**Data records**
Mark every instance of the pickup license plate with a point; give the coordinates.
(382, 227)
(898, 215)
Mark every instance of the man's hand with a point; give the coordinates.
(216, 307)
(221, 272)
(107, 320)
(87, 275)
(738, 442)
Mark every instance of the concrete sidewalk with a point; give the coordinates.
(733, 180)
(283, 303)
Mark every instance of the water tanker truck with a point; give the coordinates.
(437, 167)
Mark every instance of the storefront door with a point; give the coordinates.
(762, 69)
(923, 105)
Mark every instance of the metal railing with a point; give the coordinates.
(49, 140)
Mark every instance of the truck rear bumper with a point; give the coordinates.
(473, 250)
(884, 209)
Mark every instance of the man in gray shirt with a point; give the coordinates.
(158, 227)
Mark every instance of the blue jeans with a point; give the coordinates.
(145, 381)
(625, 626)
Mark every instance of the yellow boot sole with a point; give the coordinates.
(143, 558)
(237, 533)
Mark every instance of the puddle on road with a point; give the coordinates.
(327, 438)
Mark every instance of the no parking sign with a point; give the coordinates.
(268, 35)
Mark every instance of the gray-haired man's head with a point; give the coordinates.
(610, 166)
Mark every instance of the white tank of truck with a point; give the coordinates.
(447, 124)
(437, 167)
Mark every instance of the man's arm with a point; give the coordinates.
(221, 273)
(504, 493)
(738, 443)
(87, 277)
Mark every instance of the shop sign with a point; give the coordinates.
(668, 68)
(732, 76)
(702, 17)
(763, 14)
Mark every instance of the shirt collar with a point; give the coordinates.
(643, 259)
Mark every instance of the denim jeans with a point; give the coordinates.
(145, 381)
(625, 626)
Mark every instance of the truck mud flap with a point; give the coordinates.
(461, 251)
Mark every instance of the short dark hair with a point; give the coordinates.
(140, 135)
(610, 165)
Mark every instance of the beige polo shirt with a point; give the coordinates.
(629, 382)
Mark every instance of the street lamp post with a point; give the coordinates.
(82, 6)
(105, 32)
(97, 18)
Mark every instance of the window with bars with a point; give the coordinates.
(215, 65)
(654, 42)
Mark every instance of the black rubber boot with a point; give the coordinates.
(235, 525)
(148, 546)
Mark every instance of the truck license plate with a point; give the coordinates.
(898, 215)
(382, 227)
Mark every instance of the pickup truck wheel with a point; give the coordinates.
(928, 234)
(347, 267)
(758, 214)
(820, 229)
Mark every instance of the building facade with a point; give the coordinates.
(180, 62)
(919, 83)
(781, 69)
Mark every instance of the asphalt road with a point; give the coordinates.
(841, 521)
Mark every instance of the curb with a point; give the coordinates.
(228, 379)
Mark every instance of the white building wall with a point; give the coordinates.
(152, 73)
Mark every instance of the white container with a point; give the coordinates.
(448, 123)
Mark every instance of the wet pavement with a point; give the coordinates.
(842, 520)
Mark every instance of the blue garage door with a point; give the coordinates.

**PROBLEM TO WORK ON**
Please print each entry once more, exactly as it reads.

**SOLUTION TO THE EXERCISE**
Mark every instance of the pickup license plate with a point; give the coordinates.
(382, 227)
(898, 215)
Mark every instance of the man's hand with a point; give the coordinates.
(216, 307)
(221, 272)
(107, 320)
(87, 275)
(738, 442)
Mark every instance of the concrete sidewalk with a point; give the coordinates.
(733, 180)
(283, 303)
Mark every instance of the water tanker truck with a point; give the coordinates.
(437, 167)
Mark every instance of the storefront door with a point; give the coordinates.
(762, 69)
(923, 105)
Mark every instance of the metal railing with a point; give the coordinates.
(49, 140)
Mark every instance of the truck rear bumper with a point; give the coordinates.
(473, 250)
(884, 209)
Mark every instance of the man in gray shirt with a point; give the coordinates.
(158, 227)
Mark every instance of the blue jeans with a point; give the coordinates.
(145, 381)
(625, 626)
Mark every instance of the yellow boot sole with a point; give the coordinates.
(143, 558)
(237, 533)
Mark every instance of the puddle on road with a point; give the coordinates.
(327, 438)
Mark every instance of the no parking sign with a point; give the coordinates.
(268, 35)
Mark every instance of the gray-haired man's head with a point; give the coordinates.
(610, 166)
Mark every instance of the white tank of truck with a point; give the coordinates.
(447, 124)
(437, 167)
Mark every instance of the man's arm with a point; give the coordinates.
(221, 273)
(504, 493)
(738, 443)
(87, 277)
Mark every instance of the shop sign with a point; give the coordinates.
(668, 68)
(732, 76)
(702, 17)
(763, 14)
Mark every instance of the shirt collar with a point; give the coordinates.
(643, 259)
Mark every instance of the denim jeans with a point; give the coordinates.
(145, 381)
(625, 626)
Mark every instance of the truck mud flap with a point; give the coordinates.
(461, 251)
Mark every instance of the short dark hair with a point; give the coordinates.
(140, 135)
(610, 165)
Mark every instance of the beige polo shirt with a point; give the coordinates.
(629, 382)
Mark every instance of the street lamp post with a point; give the coordinates.
(82, 6)
(105, 32)
(97, 18)
Mark every instance of the window with bars with a point; give the coordinates.
(215, 65)
(654, 42)
Mark every instance of the black rubber boot with a point; give the coordinates.
(235, 525)
(148, 546)
Mark every instance of the truck license plate with a point; give the coordinates.
(898, 215)
(382, 227)
Mark every instance of the pickup truck wheel with a point; give the coordinates.
(928, 234)
(347, 267)
(758, 214)
(820, 229)
Mark every instance of the building facade with a point; give the coordinates.
(180, 62)
(919, 83)
(781, 69)
Mark every instance of the asphalt road with a point; give the coordinates.
(841, 521)
Mark every instance of the curb with a point; give the coordinates.
(228, 379)
Mark every instance of the white building wall with a point; give the coordinates.
(152, 73)
Mark every instance of the white container with a point; give the coordinates.
(448, 123)
Mark every instance of the wet pavement with a point; give the coordinates.
(842, 520)
Mark every instance of the blue garage door with a point; give the coordinates.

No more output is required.